Setze den Forenthread zu Windows 8 und Star Wars: The Old Republic nach seinem letzten Satz fort.

**** Textauszug

# Windows 8 und Star wars the old republic



## Klaus1985 (13. Dezember 2012)

Hallo, zusammen ich habe meinem Pc ein Upgrade von win 7 auf win 8 spendiert, jetzt würde ich gerne Swtor spielen leider geht das nicht, der Launcher findet immer wieder fehlerhafte dateien oder wenn man mal fertig runtergeladen wurde dann stoppt dies bei ca 20% der Hauptdaten, hab schon im offziellen Forum nachgeforscht den Kundensupport angerufen( nach 2std warten kein durch kommen) ich bin mit meinem Latein am Ende, hoffe ihr könnt mir helfen, seit letzten Sonntag versuche ich das Spiel zu installieren

Grüße


----------



## Eyora (13. Dezember 2012)

Ich habe es erst die Tage auf Windows 8 installiert. Läuft ohne Probleme. 
Hast du mal versucht von CD zu installieren? dann ist auch der Download nur noch klein.

********
**** Bereitgestellte Daten

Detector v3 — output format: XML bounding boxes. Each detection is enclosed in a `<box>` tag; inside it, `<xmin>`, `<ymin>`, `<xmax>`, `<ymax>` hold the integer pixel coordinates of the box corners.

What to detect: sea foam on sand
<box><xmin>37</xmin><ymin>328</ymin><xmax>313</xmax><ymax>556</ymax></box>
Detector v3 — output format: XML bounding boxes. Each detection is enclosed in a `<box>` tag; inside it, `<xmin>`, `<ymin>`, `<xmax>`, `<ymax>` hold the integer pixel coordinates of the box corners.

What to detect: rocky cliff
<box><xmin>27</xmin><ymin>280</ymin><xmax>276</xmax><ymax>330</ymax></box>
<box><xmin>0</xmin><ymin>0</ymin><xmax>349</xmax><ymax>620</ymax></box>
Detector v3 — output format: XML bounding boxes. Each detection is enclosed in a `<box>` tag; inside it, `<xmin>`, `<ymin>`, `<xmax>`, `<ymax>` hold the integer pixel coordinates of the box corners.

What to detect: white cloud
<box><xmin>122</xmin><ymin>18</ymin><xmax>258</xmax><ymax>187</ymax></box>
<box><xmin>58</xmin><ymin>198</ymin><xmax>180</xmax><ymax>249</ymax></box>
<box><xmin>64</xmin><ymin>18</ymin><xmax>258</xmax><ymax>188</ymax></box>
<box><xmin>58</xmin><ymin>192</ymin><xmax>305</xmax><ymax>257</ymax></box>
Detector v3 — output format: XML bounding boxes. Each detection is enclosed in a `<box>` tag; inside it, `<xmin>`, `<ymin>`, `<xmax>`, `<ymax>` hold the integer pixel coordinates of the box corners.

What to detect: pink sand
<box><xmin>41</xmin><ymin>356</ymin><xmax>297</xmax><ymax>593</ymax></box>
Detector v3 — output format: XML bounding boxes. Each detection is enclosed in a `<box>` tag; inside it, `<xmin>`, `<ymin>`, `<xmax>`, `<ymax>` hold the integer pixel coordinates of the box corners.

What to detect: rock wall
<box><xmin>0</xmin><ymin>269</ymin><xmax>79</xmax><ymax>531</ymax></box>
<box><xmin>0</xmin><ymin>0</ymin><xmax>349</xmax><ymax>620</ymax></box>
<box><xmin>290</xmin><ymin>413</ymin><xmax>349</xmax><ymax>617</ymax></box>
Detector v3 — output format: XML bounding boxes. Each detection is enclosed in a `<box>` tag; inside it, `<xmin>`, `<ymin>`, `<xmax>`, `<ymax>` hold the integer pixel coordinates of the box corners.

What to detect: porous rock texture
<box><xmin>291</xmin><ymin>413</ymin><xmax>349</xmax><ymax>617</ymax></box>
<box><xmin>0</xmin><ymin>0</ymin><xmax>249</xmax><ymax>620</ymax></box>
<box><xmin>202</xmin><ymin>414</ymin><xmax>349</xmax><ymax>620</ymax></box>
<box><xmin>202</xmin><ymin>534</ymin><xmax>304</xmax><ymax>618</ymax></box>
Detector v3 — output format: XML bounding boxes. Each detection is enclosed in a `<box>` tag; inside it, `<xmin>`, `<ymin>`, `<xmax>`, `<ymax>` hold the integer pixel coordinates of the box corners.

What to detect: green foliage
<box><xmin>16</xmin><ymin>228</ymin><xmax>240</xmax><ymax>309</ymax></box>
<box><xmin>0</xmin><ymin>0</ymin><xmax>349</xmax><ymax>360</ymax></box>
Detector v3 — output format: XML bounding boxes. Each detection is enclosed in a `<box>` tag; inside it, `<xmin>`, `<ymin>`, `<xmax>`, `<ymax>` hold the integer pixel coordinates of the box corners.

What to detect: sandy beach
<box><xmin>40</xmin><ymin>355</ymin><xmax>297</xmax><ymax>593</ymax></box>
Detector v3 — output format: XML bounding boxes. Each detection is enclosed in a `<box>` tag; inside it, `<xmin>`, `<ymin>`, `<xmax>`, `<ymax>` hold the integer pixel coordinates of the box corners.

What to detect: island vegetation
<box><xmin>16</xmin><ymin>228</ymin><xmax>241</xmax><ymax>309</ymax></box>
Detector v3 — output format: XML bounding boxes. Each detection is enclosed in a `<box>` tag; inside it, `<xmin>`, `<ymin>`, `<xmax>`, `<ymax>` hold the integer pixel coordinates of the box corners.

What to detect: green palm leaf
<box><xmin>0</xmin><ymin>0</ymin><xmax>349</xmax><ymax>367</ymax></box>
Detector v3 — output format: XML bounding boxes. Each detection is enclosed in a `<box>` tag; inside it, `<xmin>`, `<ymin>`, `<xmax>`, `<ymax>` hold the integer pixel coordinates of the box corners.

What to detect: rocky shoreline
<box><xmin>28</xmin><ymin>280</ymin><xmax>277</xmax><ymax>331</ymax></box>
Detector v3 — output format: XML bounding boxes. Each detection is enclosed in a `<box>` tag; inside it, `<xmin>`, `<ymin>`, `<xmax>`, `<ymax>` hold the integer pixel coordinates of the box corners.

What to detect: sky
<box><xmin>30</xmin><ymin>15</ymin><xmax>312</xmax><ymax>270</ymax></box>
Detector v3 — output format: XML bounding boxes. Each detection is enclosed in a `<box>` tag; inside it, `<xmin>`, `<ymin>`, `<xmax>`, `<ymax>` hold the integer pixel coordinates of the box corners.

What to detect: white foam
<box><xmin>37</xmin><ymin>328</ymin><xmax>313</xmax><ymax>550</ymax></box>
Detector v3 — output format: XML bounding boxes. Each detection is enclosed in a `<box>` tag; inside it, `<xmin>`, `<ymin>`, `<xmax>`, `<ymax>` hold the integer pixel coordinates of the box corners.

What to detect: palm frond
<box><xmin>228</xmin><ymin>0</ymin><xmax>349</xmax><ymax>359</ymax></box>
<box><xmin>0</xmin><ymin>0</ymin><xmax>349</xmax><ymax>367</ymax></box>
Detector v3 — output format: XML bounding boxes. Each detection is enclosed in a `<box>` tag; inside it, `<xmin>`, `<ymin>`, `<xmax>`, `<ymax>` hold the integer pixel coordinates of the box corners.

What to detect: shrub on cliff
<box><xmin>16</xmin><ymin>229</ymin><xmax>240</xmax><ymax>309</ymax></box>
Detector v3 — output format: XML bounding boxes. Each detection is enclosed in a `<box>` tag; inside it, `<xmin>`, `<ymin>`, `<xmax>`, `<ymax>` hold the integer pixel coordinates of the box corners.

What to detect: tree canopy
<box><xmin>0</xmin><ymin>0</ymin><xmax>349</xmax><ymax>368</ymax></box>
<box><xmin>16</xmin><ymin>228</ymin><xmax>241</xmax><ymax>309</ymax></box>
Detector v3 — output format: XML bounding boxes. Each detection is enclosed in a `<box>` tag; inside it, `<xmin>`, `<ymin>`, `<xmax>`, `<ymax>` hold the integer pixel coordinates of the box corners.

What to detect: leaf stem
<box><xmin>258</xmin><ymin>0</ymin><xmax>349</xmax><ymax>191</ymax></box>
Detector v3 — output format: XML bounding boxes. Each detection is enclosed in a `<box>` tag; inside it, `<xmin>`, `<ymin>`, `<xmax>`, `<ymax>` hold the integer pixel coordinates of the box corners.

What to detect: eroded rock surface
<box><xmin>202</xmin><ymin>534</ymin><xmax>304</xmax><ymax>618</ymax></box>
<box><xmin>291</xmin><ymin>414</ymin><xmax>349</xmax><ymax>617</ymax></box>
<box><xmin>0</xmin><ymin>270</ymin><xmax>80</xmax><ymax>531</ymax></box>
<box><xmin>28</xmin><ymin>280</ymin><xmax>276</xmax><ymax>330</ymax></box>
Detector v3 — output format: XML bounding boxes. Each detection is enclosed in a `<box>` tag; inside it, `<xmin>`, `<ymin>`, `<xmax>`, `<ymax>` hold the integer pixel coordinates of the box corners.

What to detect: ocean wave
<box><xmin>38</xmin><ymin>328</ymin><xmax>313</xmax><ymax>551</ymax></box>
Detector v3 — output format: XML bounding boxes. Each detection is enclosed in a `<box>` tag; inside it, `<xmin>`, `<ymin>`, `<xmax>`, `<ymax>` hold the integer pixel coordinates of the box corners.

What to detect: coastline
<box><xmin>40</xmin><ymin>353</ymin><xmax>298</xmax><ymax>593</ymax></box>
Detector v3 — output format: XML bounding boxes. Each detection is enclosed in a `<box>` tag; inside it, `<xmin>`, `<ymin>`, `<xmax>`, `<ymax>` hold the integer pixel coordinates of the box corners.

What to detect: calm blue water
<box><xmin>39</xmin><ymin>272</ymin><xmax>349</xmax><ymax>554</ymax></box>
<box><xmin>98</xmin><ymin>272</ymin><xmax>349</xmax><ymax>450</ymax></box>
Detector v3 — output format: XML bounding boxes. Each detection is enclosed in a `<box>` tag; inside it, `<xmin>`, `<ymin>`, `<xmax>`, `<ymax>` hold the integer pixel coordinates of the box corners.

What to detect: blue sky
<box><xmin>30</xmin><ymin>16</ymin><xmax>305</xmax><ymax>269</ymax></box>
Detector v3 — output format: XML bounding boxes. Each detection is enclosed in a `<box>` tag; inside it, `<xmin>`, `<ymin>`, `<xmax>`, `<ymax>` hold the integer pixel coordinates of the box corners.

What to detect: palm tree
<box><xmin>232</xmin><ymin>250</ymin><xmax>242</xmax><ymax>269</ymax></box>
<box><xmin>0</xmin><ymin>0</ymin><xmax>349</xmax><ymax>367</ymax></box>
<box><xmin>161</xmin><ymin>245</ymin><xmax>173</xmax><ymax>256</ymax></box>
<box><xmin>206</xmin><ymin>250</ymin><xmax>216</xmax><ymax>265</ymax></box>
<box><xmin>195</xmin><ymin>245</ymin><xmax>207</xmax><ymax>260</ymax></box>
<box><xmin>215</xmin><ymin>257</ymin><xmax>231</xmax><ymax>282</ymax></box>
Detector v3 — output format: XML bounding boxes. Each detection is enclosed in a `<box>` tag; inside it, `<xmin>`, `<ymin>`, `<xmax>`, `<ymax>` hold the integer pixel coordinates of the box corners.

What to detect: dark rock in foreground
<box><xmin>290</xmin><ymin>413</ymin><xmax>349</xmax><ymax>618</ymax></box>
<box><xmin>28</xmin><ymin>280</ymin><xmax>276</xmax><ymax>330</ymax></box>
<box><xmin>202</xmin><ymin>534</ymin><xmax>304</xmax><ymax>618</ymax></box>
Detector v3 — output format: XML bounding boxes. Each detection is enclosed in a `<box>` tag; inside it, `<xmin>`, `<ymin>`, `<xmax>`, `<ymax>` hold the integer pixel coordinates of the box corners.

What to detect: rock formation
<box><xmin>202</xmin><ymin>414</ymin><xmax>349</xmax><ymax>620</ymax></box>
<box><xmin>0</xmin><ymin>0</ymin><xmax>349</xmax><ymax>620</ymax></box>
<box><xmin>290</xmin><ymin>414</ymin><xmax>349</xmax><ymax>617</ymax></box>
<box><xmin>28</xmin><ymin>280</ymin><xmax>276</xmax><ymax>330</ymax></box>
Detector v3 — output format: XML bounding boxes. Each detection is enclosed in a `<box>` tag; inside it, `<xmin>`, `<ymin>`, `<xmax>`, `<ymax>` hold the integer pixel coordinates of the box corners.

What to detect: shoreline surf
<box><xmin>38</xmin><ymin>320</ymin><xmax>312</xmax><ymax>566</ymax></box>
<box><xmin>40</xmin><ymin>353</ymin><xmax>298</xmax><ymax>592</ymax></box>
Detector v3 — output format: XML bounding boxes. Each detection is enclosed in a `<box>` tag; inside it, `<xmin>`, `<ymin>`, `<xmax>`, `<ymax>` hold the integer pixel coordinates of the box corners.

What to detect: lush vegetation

********

Die Antwort:
----------



## Klaus1985 (13. Dezember 2012)

ja habe es von cd installiert aber der braucht für die 2.5gb recht lange zum installieren und bleibt dann einfach irgendwann bei 20% stehen


----------



## Tikume (13. Dezember 2012)

Nimm halt den Client von der offiziellen Seite, damit geht es auf jeden Fall.
Habe auch Windows 8 und kann Eyora nur zustimmen.


----------



## Klaus1985 (13. Dezember 2012)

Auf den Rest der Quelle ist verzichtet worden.